§ **Exercise requirements**
Continue the post on predicting NBA fans' rooting interests from reddit comments, starting after its last sentence.

§ **Text segment**

---
layout: code-post
title: Pedicting rooting interests on reddit
description: Going to see if we can predict neutral fan rooting interests from reddit posts.
tags: [neural nets]
---

In this notebook / post I'm going to try to see if we can predict who a
supposedly neutral fan is rooting for in the (as of this writing) about to
end Lakers-Heat NBA finals. To do this, I'm going to attempt to scrape posts
from game threads by Heat and Lakers fans to train an LSTM based model. As long
as I can scrape the flair from from the reddit API, this should be doable. If
not, then I will have to scrape from the team specific subreddits and try that
way.

Outline:
- Accessing Reddit
  - Reddit's API
  - Getting posts
- Making a dataset
  - Encoding posts
  - Saving the data
- Training a model
- Test set predictions

## Accessing reddit

If you don't know what [reddit](https://reddit.com/) is, it's a website that is
organized into communities called _subreddits_. The site has _users_ which belong to
multiple subreddits. Each subreddit contains a sequence of _submissions_ (also called
_posts_) which can be links
to other sites, images, or text. Each post contains _comments_ which are text only
an are made by the users. The _comment section_ is organized as a forest of trees
wich top level comments and then comments nested below each top level comment. Each
user can have a _flair_ which varies with the subreddit they are posting in. The
flair and username are posted along with each comment. The flair will contains a
small image as well as text. Not every user has a flair associated to it for every
subreddit to which they belong. It is not always required to be a member of the
subreddit in order to post, although this varies by community.

We will be using the NBA subreddit which as of this writing has ~3.5 million users.
Users in this subreddit have flairs which denote which team the user is a supporter
of. Mine is for the Cleveland Cavaliers.

§ **Material shown**

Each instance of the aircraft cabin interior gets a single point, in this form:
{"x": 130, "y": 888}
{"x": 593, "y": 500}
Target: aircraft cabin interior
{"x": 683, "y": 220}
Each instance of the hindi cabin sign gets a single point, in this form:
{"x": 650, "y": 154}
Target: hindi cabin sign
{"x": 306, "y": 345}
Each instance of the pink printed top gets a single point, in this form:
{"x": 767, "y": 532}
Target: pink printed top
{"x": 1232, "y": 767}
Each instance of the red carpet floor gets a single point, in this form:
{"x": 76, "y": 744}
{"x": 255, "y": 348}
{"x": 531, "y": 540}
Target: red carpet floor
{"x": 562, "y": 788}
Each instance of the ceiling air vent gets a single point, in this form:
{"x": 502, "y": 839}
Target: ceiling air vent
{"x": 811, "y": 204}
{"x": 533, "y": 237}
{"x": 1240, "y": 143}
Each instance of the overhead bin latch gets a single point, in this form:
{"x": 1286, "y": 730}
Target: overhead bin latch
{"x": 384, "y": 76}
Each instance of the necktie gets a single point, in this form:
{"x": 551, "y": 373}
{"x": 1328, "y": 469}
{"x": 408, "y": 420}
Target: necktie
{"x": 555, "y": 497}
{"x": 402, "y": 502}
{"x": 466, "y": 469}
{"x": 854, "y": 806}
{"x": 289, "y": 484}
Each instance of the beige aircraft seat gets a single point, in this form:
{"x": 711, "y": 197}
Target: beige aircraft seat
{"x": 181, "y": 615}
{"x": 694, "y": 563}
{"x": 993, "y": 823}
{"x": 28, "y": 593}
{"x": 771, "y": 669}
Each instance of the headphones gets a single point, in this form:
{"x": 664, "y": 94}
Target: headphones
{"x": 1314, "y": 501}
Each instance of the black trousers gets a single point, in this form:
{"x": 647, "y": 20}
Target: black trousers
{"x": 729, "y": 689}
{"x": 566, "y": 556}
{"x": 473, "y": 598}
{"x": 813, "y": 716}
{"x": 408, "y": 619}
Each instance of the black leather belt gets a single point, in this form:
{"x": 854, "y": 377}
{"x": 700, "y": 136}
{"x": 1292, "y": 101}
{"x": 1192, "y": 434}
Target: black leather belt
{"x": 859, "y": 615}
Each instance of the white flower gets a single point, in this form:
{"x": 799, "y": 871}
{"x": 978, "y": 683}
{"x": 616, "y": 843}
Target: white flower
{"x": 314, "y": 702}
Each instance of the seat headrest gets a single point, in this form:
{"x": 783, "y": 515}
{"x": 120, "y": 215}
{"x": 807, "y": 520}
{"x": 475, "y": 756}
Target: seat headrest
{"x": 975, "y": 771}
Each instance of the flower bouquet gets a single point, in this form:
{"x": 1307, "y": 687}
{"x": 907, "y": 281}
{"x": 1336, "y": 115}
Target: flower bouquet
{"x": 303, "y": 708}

§ **Output for this exercise**
### PRAW - Exploring Reddit

In order to access reddit, we need to have a reddit account and then create an application
with that account as a developer of the application. Go to [the apps page](https://www.reddit.com/prefs/apps)
to create an application. (Please read the terms and conditions!)
You need to store the name of the app as the `user_agent`, the
`client_id` is the 14 character string that is below the app name once it's created, 
you'll have a 27 character secret secret that is generated and is the `client_secret`, 
and you'll need your `username`. I have put these credentials in an encrypted YAML file
that I created using ansible-vault.

We will be using [PRAW](https://github.com/praw-dev/praw), the Python Reddit API
Wrapper.

In [9]:
import praw
import yaml
from ansible_vault import Vault
from getpass import getpass

In [10]:
vault = Vault(getpass())
with open('redditcreds.yml', 'r') as f:
    reddit_creds = vault.load(f.read())

reddit = praw.Reddit(username=reddit_creds['username'],
                     user_agent=reddit_creds['user_agent'],
                     client_id=reddit_creds['client_id'],
                     client_secret=reddit_creds['client_secret'])

 ····················


Now we get into the [NBA subreddit](https://www.reddit.com/r/nba) and search for posts which are _game threads_
to which users will post while a game is ongoing. These are posted automatically and so they have a 
predictible title format which makes searching for them and then filtering the received submisisons
by title easier.

In [76]:
subreddit = reddit.subreddit('nba')

submissions = subreddit.search(query='title:"GAME THREAD"',
                               time_filter="month")
game_threads = [
    s for s in submissions 
    if
        s.title[:11] == 'GAME THREAD' 
        and ("Lakers" in s.title or "Heat" in s.title)
]

In [77]:
for t in game_threads:
    print(t.title)

GAME THREAD: Miami Heat (44-29) @ Los Angeles Lakers (52-19) - (October 09, 2020)
GAME THREAD: Miami Heat (44-29) @ Los Angeles Lakers (52-19) - (September 30, 2020)
GAME THREAD: Los Angeles Lakers (52-19) @ Miami Heat (44-29) - (October 06, 2020)
GAME THREAD: Los Angeles Lakers (52-19) @ Miami Heat (44-29) - (October 04, 2020)
GAME THREAD: Miami Heat (44-29) @ Los Angeles Lakers (52-19) - (October 02, 2020)
GAME THREAD: Denver Nuggets (46-27) @ Los Angeles Lakers (52-19) - (September 26, 2020)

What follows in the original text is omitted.